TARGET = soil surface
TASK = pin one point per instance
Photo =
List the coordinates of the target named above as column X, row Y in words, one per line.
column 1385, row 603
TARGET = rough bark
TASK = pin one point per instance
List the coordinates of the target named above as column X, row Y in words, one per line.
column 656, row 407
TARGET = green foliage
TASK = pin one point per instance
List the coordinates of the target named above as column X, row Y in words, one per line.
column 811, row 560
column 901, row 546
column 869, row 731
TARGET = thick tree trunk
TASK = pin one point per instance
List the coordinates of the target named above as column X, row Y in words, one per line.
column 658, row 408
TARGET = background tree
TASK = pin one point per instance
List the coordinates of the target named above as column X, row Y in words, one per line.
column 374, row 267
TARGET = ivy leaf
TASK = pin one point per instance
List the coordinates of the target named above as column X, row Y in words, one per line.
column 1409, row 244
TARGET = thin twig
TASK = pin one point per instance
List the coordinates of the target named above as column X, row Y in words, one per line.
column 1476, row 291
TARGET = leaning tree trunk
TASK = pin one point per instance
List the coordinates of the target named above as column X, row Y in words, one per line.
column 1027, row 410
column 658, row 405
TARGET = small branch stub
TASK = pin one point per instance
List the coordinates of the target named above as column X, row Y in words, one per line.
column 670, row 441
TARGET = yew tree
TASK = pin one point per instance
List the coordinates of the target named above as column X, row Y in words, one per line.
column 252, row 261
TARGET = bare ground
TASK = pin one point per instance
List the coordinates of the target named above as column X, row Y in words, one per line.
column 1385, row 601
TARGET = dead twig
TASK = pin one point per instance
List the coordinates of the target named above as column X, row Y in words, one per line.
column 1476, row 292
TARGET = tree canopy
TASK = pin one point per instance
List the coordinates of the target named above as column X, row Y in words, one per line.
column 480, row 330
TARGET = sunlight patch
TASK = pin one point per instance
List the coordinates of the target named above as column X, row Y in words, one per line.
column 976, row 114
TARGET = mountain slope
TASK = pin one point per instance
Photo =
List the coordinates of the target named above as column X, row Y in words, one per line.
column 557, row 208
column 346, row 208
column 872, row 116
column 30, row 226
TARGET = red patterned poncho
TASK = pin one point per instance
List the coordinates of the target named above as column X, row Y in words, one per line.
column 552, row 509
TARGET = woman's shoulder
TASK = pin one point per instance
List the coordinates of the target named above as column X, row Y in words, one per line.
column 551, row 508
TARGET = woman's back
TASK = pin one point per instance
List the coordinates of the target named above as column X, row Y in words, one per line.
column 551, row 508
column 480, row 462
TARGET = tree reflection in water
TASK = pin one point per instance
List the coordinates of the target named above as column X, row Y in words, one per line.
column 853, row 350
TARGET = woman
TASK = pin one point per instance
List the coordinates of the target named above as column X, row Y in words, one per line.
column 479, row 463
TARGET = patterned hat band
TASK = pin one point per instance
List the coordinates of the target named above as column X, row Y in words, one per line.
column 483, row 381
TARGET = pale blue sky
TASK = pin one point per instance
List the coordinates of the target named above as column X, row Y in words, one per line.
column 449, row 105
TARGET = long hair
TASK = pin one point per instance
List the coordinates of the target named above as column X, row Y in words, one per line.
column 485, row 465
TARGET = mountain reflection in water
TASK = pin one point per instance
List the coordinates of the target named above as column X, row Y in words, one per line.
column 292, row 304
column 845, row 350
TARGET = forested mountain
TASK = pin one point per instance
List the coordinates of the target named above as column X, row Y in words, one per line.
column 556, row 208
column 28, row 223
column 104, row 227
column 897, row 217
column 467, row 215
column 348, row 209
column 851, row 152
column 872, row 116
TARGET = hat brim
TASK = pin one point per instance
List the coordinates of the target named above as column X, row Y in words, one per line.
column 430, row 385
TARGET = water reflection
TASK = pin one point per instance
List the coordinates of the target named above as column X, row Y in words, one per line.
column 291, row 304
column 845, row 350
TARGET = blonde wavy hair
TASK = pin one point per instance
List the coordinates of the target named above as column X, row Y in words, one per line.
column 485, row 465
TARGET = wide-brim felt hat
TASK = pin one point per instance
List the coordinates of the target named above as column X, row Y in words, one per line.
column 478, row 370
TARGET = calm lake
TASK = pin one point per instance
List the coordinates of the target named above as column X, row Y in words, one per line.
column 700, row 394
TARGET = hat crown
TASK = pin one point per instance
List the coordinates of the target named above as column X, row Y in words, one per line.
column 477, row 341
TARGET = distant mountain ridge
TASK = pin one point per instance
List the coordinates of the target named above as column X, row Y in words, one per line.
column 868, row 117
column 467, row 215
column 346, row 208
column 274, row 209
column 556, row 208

────

TASK GOAL: Every line in the data above that contains "mountain" needs to be copied.

OUTPUT OF THE TASK:
TARGET = mountain slope
TARGET = mountain reflection in water
TARGET = forested mountain
TARGET = distant mountain ridge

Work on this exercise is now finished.